* **Listed records**

== == ==

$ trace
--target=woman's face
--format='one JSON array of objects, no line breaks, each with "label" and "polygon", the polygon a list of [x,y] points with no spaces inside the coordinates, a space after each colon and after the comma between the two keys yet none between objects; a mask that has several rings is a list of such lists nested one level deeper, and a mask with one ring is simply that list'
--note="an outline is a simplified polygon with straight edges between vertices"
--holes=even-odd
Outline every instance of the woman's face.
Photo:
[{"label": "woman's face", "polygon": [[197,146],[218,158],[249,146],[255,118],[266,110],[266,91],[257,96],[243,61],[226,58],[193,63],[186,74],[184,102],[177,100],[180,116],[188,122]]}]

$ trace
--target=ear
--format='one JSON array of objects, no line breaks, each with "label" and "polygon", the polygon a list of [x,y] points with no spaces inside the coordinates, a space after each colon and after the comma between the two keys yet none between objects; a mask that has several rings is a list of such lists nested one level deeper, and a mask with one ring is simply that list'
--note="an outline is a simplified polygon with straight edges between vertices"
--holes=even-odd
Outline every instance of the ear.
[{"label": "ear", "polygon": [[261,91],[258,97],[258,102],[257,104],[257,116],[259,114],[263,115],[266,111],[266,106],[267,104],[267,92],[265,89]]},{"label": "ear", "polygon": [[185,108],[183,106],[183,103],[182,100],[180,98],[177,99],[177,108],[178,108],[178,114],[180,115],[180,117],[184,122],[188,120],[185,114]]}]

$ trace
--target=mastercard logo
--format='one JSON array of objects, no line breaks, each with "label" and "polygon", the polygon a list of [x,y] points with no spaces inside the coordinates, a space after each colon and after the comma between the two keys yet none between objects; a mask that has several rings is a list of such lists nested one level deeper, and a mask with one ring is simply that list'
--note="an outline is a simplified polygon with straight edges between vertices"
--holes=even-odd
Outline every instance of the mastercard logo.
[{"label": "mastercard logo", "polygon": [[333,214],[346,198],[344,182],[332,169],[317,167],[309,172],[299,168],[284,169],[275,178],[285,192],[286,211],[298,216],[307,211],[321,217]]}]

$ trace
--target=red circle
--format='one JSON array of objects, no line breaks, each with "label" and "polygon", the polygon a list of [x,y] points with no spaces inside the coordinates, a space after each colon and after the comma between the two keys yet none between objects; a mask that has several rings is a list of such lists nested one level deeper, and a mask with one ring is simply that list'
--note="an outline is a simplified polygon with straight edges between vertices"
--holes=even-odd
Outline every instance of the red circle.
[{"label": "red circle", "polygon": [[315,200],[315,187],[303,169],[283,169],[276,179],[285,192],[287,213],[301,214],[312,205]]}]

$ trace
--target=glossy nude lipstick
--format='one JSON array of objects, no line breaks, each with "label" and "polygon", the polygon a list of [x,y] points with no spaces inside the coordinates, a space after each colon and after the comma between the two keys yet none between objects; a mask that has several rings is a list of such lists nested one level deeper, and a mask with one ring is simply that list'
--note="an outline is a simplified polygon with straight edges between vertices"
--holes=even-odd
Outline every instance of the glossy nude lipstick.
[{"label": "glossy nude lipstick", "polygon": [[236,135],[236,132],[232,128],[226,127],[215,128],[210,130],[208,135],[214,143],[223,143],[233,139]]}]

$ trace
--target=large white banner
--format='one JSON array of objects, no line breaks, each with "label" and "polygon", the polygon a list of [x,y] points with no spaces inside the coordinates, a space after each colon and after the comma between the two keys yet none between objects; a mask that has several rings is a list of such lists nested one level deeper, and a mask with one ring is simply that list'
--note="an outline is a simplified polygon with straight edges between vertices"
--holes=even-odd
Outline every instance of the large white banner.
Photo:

== == ==

Nothing may be left out: return each entry exactly as it reads.

$ trace
--target=woman's face
--format='one JSON array of objects, no line breaks, each with "label" and "polygon", the polygon a list of [x,y] points with no spaces inside the coordinates, a space after each colon and after the comma between the two keys yet none between objects; a mask that has several rings is a list of such lists nested one level deeper, and a mask with one ring is simply that list'
--note="an outline is a simplified polygon with straight edges between vertices"
--holes=even-odd
Outline every instance of the woman's face.
Photo:
[{"label": "woman's face", "polygon": [[197,146],[218,158],[249,146],[255,118],[266,110],[266,91],[257,96],[243,61],[226,58],[193,63],[186,74],[184,102],[177,100],[180,116],[188,122]]}]

$ trace
--target=ear
--format='one JSON array of objects, no line breaks, each with "label" and "polygon", the polygon a list of [x,y] points with no spaces inside the coordinates, a space after each colon and after the comma between the two keys yet none between objects; a mask that has several rings is a list of such lists nested one level deeper, and a mask with one ring is simply that list'
--note="an outline is a simplified polygon with straight edges between vertices"
--holes=even-odd
Outline every instance of the ear.
[{"label": "ear", "polygon": [[261,91],[258,97],[258,102],[257,104],[257,116],[259,114],[263,115],[266,111],[266,106],[267,104],[267,92],[265,89]]},{"label": "ear", "polygon": [[185,108],[183,106],[183,103],[182,100],[180,98],[177,99],[177,108],[178,108],[178,114],[180,115],[180,117],[184,122],[188,120],[185,114]]}]

$ trace
--target=mastercard logo
--format='one JSON array of objects, no line breaks, each with "label" and "polygon", the polygon a list of [x,y] points with no spaces inside the coordinates, a space after each colon and after the comma between the two keys yet none between objects; a mask that has several rings is a list of such lists nested one level deeper, and a mask with one ring is simply that list'
--note="an outline is a simplified polygon with straight edges between vertices"
--holes=even-odd
Outline every instance of the mastercard logo.
[{"label": "mastercard logo", "polygon": [[333,214],[346,198],[344,182],[332,169],[317,167],[309,172],[299,168],[284,169],[275,178],[285,192],[286,211],[298,216],[307,211],[321,217]]}]

$ trace
--target=red circle
--format='one JSON array of objects, no line breaks, each with "label" and "polygon", the polygon a list of [x,y] points with no spaces inside the coordinates, a space after each colon and after the comma between the two keys yet none between objects; a mask that has several rings is a list of such lists nested one level deeper, and a mask with one ring is simply that list'
--note="an outline is a simplified polygon with straight edges between vertices"
--holes=even-odd
Outline every instance of the red circle.
[{"label": "red circle", "polygon": [[315,200],[315,187],[303,169],[283,169],[276,179],[285,192],[287,213],[301,214],[312,205]]}]

$ trace
--target=glossy nude lipstick
--format='one JSON array of objects, no line breaks, each with "label" and "polygon", the polygon a list of [x,y] points with no spaces inside the coordinates, a space after each colon and after the comma between the two keys yet none between objects; a mask that has several rings is a list of such lists nested one level deeper, and a mask with one ring is simply that list'
--note="an outline is a simplified polygon with straight edges between vertices"
--holes=even-odd
Outline every instance of the glossy nude lipstick.
[{"label": "glossy nude lipstick", "polygon": [[236,135],[236,132],[232,128],[226,127],[215,128],[210,130],[208,135],[214,143],[223,143],[233,139]]}]

$ trace
--target=large white banner
--format='one JSON array of objects, no line breaks, each with "label" and "polygon", the polygon a list of [x,y] points with no spaces inside the coordinates, a space after each colon and after the comma between the two keys yet none between objects; a mask that has several rings is a list of such lists nested one level deeper, and a mask with one ring is simply that list'
--note="an outline is a simplified polygon with straight edges between vertices"
--holes=even-odd
Outline every instance of the large white banner.
Photo:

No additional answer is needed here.